### Required work:
Each line below from the one containing "positive clicks: (395, 668)" through the one containing "455L402 404L376 446H338L388" is to be given again exactly, and no line outside that span.

### Data to examine:
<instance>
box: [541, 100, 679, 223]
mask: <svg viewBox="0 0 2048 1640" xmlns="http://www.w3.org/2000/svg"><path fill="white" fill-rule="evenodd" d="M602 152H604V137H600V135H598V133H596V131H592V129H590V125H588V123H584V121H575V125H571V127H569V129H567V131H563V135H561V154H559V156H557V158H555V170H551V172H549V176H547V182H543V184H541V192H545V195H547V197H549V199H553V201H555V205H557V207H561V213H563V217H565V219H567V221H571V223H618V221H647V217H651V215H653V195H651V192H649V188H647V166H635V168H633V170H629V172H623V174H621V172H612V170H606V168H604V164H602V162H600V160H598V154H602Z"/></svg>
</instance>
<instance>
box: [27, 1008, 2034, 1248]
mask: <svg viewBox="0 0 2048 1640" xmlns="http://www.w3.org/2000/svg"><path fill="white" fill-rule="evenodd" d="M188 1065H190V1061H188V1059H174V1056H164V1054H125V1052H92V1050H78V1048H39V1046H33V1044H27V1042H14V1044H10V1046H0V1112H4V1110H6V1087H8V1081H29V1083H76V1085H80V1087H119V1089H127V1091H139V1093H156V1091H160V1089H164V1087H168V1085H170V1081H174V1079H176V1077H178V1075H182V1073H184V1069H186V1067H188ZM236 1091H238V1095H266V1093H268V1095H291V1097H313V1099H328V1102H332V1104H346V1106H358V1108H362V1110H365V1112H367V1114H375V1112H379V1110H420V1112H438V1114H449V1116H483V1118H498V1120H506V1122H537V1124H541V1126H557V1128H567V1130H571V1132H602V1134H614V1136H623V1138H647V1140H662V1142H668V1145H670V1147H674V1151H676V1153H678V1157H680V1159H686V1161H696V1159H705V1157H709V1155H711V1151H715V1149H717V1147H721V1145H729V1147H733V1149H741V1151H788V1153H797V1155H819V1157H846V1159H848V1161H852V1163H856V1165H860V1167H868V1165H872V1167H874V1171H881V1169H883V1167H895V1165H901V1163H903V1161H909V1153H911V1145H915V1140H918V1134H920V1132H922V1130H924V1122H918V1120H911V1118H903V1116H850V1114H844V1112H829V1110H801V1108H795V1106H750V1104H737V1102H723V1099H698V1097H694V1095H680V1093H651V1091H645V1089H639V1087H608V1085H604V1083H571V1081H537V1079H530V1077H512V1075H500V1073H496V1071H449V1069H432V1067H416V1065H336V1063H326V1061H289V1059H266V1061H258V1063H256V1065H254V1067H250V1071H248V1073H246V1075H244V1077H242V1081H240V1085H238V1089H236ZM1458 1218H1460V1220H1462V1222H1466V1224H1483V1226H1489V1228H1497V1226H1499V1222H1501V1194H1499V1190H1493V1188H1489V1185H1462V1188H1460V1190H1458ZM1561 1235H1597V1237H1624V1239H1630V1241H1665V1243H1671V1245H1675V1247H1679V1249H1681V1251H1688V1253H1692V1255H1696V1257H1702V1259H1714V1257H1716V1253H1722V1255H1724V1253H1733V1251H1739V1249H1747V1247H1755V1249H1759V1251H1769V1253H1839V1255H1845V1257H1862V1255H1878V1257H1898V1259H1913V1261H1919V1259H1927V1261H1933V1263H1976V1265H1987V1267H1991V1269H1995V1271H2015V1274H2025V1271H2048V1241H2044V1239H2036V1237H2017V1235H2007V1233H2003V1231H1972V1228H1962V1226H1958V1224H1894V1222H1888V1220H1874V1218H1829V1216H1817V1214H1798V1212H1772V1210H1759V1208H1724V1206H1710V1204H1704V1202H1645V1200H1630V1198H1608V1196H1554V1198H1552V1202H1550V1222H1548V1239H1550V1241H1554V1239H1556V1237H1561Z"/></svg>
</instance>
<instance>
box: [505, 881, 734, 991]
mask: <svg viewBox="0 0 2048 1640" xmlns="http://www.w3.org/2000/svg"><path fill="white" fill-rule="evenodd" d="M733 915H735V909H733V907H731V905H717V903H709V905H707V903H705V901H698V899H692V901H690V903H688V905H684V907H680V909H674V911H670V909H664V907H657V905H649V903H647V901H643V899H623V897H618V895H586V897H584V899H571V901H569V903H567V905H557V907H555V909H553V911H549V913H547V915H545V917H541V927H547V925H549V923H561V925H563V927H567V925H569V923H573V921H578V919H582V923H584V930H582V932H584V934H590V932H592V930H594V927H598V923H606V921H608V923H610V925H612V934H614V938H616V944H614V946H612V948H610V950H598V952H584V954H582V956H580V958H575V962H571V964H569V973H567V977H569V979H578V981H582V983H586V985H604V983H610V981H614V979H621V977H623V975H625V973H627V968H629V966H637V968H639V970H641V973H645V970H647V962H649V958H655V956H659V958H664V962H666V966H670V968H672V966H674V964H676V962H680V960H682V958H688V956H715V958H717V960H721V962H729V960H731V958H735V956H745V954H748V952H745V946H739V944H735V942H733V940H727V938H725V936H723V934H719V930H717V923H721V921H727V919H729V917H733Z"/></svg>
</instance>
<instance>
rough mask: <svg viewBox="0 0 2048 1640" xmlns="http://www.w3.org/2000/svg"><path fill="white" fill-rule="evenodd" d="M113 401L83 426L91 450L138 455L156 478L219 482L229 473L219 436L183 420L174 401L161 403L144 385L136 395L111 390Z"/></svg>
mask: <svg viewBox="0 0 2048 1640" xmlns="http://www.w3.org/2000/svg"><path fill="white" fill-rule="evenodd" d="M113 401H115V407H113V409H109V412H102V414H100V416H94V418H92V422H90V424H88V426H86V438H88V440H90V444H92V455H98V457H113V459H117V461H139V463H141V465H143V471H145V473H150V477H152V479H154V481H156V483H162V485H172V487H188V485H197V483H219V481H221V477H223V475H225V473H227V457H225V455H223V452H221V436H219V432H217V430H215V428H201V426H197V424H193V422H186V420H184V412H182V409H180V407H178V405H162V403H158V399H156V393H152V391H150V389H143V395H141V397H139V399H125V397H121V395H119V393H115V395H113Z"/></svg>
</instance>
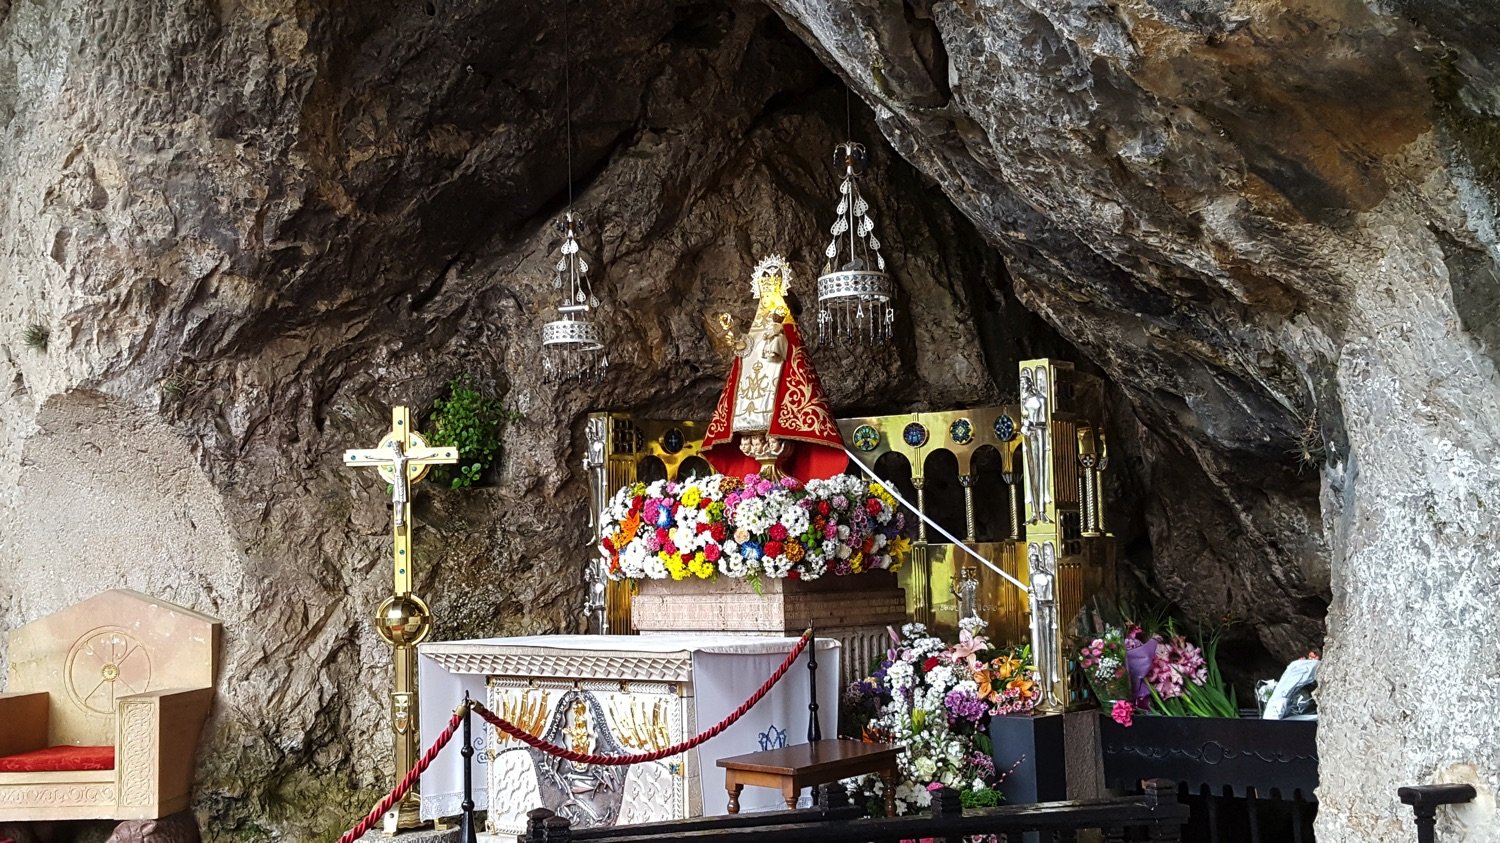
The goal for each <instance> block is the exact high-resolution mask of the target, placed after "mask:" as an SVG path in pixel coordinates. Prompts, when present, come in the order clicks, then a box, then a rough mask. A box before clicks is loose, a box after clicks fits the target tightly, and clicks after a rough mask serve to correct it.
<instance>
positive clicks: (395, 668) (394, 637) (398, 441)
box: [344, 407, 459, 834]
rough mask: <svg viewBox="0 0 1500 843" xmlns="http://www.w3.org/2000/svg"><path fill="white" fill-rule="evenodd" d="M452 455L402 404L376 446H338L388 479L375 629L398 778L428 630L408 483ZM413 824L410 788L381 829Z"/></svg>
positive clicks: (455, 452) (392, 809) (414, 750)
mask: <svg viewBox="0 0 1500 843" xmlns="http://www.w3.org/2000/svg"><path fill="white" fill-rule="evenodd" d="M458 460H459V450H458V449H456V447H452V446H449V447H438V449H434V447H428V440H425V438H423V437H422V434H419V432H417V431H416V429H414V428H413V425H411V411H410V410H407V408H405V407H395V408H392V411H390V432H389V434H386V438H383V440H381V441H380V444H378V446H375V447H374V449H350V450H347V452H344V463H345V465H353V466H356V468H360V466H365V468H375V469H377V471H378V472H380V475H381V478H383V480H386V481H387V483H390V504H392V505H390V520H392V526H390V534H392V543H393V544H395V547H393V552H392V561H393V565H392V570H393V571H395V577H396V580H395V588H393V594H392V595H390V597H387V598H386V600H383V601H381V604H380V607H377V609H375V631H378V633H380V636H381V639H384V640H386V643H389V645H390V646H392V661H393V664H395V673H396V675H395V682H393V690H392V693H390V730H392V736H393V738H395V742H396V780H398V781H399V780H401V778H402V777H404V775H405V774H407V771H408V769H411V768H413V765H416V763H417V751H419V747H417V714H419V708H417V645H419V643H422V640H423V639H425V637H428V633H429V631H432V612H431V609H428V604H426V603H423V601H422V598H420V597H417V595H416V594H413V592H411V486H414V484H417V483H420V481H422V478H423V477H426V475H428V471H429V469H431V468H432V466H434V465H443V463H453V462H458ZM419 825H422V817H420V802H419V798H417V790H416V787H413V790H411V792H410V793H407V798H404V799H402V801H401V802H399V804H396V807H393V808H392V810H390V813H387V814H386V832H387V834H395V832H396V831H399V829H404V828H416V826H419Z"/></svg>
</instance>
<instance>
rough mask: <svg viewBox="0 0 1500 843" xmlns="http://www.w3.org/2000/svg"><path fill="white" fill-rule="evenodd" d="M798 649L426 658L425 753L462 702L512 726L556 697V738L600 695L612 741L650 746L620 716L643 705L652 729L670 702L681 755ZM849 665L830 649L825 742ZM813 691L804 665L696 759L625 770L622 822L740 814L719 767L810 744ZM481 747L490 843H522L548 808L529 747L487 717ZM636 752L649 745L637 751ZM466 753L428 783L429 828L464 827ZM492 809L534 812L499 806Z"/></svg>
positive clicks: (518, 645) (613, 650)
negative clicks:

### Solution to the problem:
positive clicks: (395, 668) (394, 637) (398, 441)
box: [344, 407, 459, 834]
rough mask: <svg viewBox="0 0 1500 843" xmlns="http://www.w3.org/2000/svg"><path fill="white" fill-rule="evenodd" d="M452 455L402 404L376 446H338L388 479L375 629L398 778L428 630L408 483ZM413 824L410 788L381 829Z"/></svg>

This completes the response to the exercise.